REQUIRED WORK - Extract all lines in the data that contain the word "with".

[Natural language region descriptions]
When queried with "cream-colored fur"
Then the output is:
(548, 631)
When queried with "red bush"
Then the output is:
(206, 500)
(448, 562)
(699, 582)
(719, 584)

ANSWER SPACE -
When queried with "cream-colored fur"
When queried with "red bush"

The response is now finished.